__Work item__: An exact reproduction of the records is required. Images must be left out.

....................

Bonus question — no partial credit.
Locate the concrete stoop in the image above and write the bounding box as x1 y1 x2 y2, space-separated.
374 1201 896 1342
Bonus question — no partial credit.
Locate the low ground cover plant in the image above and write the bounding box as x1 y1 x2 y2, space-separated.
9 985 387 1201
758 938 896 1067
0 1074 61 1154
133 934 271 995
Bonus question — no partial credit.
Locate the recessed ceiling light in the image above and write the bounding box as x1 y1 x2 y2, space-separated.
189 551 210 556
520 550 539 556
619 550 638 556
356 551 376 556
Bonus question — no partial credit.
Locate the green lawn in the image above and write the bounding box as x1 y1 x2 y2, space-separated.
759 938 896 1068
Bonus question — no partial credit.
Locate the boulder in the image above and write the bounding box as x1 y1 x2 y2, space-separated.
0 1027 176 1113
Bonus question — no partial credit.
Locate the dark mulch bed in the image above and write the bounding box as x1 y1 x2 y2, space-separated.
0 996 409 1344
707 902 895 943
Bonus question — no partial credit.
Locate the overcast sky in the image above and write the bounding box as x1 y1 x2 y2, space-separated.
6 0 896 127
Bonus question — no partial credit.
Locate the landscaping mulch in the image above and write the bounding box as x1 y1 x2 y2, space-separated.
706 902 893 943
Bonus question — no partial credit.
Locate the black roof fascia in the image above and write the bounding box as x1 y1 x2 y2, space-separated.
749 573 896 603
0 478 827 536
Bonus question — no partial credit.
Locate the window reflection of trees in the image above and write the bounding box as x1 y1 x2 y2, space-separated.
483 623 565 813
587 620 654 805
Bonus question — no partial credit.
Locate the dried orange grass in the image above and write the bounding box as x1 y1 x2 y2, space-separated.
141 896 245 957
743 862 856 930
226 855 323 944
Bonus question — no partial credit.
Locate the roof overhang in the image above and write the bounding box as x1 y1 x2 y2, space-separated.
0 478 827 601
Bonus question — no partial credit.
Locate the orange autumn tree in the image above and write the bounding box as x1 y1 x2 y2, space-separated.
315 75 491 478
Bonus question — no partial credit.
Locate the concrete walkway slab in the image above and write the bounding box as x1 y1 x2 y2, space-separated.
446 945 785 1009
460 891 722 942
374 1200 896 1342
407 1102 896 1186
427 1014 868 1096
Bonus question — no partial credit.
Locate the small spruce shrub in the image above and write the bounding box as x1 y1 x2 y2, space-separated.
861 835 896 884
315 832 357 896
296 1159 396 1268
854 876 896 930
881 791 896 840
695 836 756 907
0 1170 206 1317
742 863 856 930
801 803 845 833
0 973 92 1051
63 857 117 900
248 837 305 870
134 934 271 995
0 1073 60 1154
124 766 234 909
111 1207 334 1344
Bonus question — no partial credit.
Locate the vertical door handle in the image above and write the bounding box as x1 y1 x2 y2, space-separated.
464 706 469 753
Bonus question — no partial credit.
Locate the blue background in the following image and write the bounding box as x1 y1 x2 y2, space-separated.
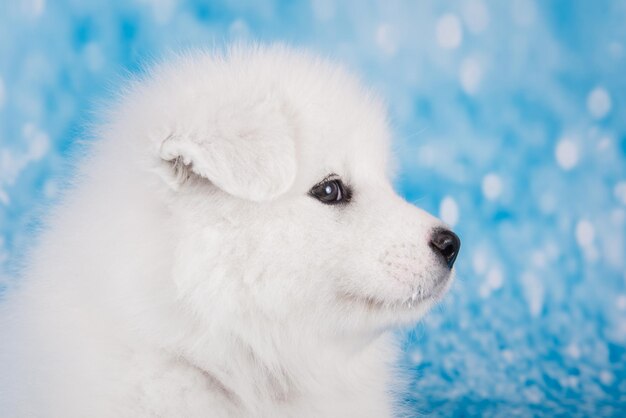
1 1 625 416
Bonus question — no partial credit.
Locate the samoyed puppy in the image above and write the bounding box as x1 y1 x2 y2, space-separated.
0 45 460 418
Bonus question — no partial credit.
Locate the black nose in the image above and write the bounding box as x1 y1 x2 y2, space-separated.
430 228 461 269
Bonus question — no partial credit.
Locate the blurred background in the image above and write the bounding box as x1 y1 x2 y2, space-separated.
1 0 625 416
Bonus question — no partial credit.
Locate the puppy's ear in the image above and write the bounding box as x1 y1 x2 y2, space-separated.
158 98 297 202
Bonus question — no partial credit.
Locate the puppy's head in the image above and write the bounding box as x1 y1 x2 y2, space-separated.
129 46 460 337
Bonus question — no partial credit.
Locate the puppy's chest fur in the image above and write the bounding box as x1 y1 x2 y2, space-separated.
115 338 397 418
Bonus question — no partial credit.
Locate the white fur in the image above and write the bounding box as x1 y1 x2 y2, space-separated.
0 45 455 418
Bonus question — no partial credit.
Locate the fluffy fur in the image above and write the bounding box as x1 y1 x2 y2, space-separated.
0 45 456 417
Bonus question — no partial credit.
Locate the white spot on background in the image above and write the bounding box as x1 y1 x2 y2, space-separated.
375 23 397 56
524 385 543 404
616 295 626 310
0 149 25 186
83 42 105 72
539 192 557 214
511 0 537 27
555 138 579 170
139 0 176 24
26 128 50 161
43 180 58 199
436 14 463 49
521 271 543 317
472 248 488 275
544 241 560 260
410 350 423 364
583 245 600 263
417 144 436 167
615 319 626 342
597 135 612 151
613 181 626 206
462 0 489 33
565 343 581 359
0 124 50 188
22 0 46 17
575 220 595 248
478 282 490 298
459 57 483 94
501 349 514 363
600 371 615 386
531 250 547 268
564 376 579 388
481 172 502 200
0 188 9 206
311 0 335 22
229 19 250 39
604 234 624 269
0 252 6 268
611 208 626 225
0 76 5 109
486 266 504 289
609 41 624 59
480 265 504 298
440 196 459 226
587 87 612 120
33 0 45 16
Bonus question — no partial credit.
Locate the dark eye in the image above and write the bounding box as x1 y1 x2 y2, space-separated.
310 177 351 205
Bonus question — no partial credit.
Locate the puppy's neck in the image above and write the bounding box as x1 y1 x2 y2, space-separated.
175 321 395 414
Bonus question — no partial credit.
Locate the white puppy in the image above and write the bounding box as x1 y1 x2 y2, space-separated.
0 45 460 418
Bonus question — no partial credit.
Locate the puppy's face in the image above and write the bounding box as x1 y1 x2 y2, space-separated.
140 48 459 337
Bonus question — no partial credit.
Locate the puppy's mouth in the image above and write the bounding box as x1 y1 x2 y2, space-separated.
338 275 451 311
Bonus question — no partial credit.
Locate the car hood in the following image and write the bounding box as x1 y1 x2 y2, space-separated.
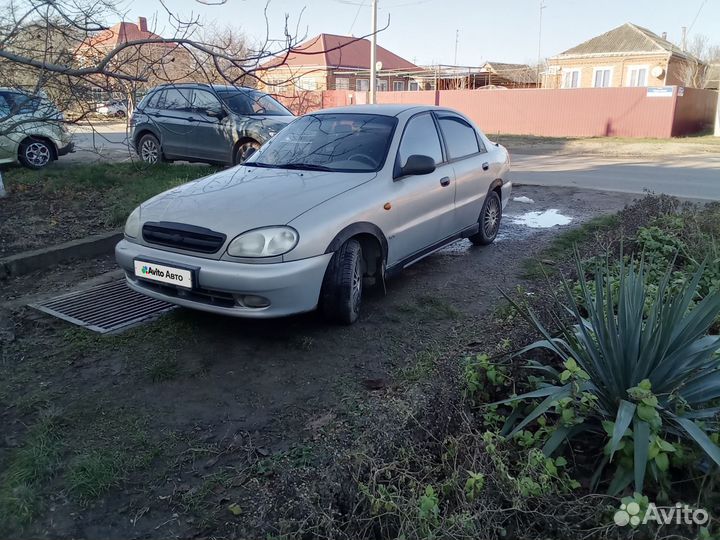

....................

__Worked solution__:
Bonus question — no partial credit.
Locate the concrete stoop in the image above and write the bounding box as x1 y1 x2 y2, space-separated.
374 1201 896 1342
Bonus question — no partial credit.
Locate the low ground cover plant in the image above and write the bounding box as x1 y1 x2 y2, space-separated.
9 985 387 1201
758 938 896 1067
0 1074 61 1154
133 934 271 995
Bonus question — no partial credit.
Locate the recessed ceiling light in the image above and write the bounding box as x1 y1 x2 y2, space-separated.
189 551 210 556
520 550 539 556
619 550 638 556
356 551 376 556
Bonus question — no partial credit.
Locate the green lawn in the image above and write the bounding box as x1 y1 x2 y2, space-separated.
759 938 896 1068
Bonus question — no partial credit.
Locate the boulder in the image above and write the bounding box as x1 y1 x2 y2, space-separated.
0 1027 176 1113
Bonus question — no partial credit.
Locate the dark mulch bed in the image above and write the bounding box as x1 y1 x2 y2, space-separated.
0 996 409 1344
707 902 895 943
Bonus question — no partial credit.
Locate the overcast sky in the image above and write the bounding box as x1 y1 x2 y2, space-separated.
6 0 896 127
Bonus question — no partial credit.
Locate the landscaping mulch in the image above and write the bounding box as x1 y1 x2 y2, space-separated.
706 902 893 943
Bonus question — no partial credit.
Locate the black roof fascia in the image above and write the bounding box as x1 y1 x2 y2, space-separated.
749 573 896 603
0 478 827 536
Bonus question — no partial credit.
Locate the window reflection of trees in the image above and write the bounding box as x1 y1 x2 y2, space-separated.
483 623 565 813
587 620 654 805
Bonus question — no partial credit.
Locate the dried orange grass in the image above and write the bounding box as x1 y1 x2 y2, space-separated.
141 896 245 957
743 862 856 930
226 855 323 944
Bonus question — no partial credit.
Locate the roof overhang in the image above and write the bounding box as x1 y1 x2 y2, space-separated.
0 478 827 601
Bonus question — no partial credit.
Locate the orange autumn tree in the image above and write the bounding box as x1 y1 x2 y2, space-separated.
315 75 491 478
Bonus question — no partial credit.
Locate the concrete walkway slab in the image above and write the bounding box as x1 y1 x2 y2, space-separated.
446 945 785 1009
460 891 722 942
374 1200 896 1342
407 1102 896 1186
427 1014 868 1096
Bonus question — no partial credit.
Locate the small spruce shrub in the image above and write the bounding box as x1 y1 x2 y2, space-separated.
861 835 896 884
315 832 357 896
296 1159 396 1268
854 876 896 930
881 791 896 840
695 836 756 907
0 1170 206 1317
742 863 856 930
801 803 845 833
0 973 92 1051
63 857 117 900
248 837 305 870
134 934 271 995
0 1073 60 1154
124 766 234 909
111 1207 334 1344
Bonus question — no partial credit.
Locate the vertical door handle in the image above and write the bounding box as x1 y1 x2 y2, space-separated.
464 706 469 753
Bonus question — no partial credit.
Locate the blue background in the following image and write the bounding box as x1 y1 x2 y2, space-separated.
1 1 625 416
Bonus question — no partial credit.
Locate the samoyed puppy in the image above and write the bounding box as x1 y1 x2 y2, space-separated.
0 45 460 418
Bonus question — no partial credit.
Locate the black nose in the image above and write the bounding box as x1 y1 x2 y2, space-separated.
430 228 461 269
Bonus question — no partial credit.
Locate the blurred background in the image above and write the bounding box as x1 y1 x2 y2, space-separated.
1 0 625 416
Bonus question — no partial credit.
Locate the puppy's ear in the image above and write the bounding box as x1 y1 x2 y2, space-separated.
158 98 297 202
Bonus question — no partial credit.
Locate the puppy's head in the image above and write the bounding box as x1 y1 x2 y2, space-separated.
129 46 460 337
Bonus question — no partial credit.
Locate the puppy's chest fur in the image above and write the bounding box as x1 y1 x2 y2, space-separated.
115 338 397 418
Bonus question — no partial credit.
Locate the white fur in the image above and write the bounding box as x1 y1 x2 y2, space-separated.
0 45 455 418
Bonus question — no partial credit.
Locate the fluffy fur in the image above and write the bounding box as x1 y1 x2 y2, space-separated.
0 45 456 417
Bonus question — no partial credit.
Locate the white spot on background in the image above and write the bounding box as x1 y1 x2 y2, space-separated.
375 23 397 56
524 385 543 404
616 295 626 310
0 149 25 186
83 42 105 72
539 192 557 214
511 0 537 27
555 138 579 170
139 0 176 24
26 128 50 161
43 180 58 199
436 14 463 49
521 271 543 317
472 248 488 275
544 241 560 260
410 350 423 364
583 245 600 263
417 144 436 167
615 319 626 342
597 135 612 151
613 181 626 206
462 0 489 33
565 343 581 359
0 124 50 188
22 0 46 17
575 220 595 248
478 282 490 298
459 57 483 94
501 349 514 363
600 371 615 386
531 250 547 268
564 376 579 388
481 172 502 200
0 188 9 206
311 0 335 22
229 19 250 39
604 234 624 269
0 252 6 268
611 208 626 225
0 76 5 109
486 266 504 289
609 41 624 59
480 265 504 298
440 196 459 226
587 87 612 120
33 0 45 16
Bonus question — no partial credit.
Locate the dark eye in the image above and write the bounding box as x1 y1 x2 y2, space-separated.
310 177 351 205
Bonus question — no partial credit.
Locate the puppy's neck in the image above and write the bounding box as x1 y1 x2 y2, space-separated.
175 321 395 414
Bonus question — no partial credit.
Locate the white puppy in the image above and write the bounding box as x1 y1 x2 y2, space-separated.
0 45 460 418
Bonus question — no partial credit.
Locate the puppy's face in the image above and write the bounding box as x1 y1 x2 y2, space-separated.
140 48 459 337
Bonus question — no partial credit.
Locate the puppy's mouth in the image above and write the bounding box as x1 y1 x2 y2, space-separated.
338 275 451 311
Bonus question — no partial credit.
Locate the car hood in the following image and write the bounding box as x1 y1 x2 y2, space-separated.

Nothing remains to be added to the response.